(Excerpts from a point labeling dataset)
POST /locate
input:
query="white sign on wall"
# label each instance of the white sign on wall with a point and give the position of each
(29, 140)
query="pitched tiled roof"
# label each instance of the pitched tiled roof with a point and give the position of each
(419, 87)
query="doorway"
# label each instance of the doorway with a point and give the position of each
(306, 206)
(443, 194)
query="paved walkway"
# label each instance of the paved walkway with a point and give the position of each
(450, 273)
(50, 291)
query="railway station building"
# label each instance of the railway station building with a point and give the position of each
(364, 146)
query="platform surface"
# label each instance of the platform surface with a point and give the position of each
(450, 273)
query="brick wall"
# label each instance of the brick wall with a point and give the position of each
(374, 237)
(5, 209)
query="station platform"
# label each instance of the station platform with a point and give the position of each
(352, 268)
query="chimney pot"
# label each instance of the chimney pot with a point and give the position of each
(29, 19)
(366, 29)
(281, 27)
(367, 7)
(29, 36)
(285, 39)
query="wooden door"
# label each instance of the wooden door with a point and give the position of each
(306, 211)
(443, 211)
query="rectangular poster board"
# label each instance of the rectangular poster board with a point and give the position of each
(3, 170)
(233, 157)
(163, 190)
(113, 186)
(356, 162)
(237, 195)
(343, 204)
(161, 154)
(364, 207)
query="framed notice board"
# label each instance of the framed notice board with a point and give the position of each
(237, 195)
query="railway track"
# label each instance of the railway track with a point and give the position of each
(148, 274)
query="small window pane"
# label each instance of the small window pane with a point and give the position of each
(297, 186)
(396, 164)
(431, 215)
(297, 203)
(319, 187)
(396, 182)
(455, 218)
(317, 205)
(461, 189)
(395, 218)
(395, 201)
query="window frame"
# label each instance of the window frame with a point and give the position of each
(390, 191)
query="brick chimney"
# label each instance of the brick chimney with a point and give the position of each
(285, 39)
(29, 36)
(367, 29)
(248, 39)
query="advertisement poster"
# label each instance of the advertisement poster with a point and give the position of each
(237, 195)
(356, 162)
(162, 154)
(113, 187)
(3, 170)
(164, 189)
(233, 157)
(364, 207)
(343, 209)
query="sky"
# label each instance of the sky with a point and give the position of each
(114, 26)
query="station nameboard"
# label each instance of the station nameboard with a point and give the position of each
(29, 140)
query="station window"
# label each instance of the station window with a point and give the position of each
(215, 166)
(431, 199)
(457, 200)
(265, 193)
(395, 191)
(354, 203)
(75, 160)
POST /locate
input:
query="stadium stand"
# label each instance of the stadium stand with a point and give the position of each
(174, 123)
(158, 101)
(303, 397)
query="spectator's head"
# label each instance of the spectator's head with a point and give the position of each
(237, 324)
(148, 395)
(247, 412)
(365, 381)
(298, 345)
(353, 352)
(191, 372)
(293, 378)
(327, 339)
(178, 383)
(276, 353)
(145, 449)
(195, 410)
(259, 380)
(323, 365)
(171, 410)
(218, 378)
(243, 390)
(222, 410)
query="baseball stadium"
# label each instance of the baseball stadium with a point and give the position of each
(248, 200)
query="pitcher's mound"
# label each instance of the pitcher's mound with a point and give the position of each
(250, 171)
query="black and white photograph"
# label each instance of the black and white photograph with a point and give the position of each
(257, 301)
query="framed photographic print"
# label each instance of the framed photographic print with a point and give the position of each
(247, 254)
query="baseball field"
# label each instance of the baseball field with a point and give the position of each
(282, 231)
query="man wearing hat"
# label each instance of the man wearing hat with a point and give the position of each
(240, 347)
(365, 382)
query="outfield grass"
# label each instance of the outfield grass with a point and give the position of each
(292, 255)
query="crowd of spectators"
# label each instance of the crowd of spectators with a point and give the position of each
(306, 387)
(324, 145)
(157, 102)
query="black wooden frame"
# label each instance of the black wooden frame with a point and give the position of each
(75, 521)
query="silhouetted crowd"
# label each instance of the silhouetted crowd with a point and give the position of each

...

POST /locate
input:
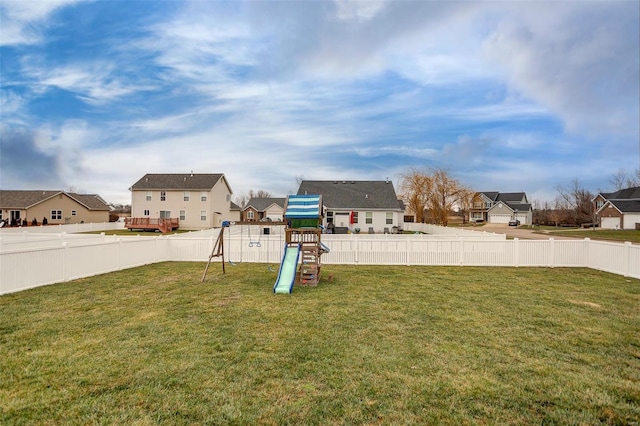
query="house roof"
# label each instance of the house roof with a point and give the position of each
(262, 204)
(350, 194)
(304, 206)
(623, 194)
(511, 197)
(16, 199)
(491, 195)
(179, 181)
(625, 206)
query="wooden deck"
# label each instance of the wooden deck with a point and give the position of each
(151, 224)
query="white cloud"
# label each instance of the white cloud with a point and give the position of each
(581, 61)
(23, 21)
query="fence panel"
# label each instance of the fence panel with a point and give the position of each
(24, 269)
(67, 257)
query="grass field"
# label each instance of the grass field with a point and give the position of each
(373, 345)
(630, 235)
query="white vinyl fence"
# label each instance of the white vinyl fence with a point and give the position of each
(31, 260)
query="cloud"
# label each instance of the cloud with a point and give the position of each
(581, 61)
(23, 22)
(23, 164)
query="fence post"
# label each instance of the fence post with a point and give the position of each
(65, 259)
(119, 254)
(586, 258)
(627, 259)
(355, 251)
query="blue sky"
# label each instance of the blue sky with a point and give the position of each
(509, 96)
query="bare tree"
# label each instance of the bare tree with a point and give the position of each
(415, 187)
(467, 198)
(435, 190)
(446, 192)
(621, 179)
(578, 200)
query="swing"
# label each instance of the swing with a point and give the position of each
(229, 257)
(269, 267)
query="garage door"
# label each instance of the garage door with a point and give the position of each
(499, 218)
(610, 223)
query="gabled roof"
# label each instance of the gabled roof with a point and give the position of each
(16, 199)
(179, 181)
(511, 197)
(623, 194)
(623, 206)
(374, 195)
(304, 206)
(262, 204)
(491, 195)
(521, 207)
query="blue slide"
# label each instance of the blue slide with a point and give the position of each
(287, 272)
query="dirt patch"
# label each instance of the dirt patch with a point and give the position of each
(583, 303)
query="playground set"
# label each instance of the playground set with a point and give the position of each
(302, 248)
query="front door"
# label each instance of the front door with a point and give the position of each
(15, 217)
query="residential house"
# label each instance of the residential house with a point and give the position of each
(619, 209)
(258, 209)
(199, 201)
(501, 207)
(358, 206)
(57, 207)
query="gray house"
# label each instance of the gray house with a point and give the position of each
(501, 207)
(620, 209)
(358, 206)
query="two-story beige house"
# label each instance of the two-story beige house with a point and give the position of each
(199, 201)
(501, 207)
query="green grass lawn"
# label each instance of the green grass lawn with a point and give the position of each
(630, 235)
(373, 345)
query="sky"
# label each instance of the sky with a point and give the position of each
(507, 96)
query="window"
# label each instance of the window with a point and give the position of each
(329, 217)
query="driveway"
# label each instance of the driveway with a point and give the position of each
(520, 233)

DESCRIPTION OF THE TASK: Copy out each line of the material above that contains the string "residential". Treat uppercase and lowercase letters as different.

SOLUTION TO THE EXERCISE:
query="residential house"
# label each instance of the residential house with a point and give the position of each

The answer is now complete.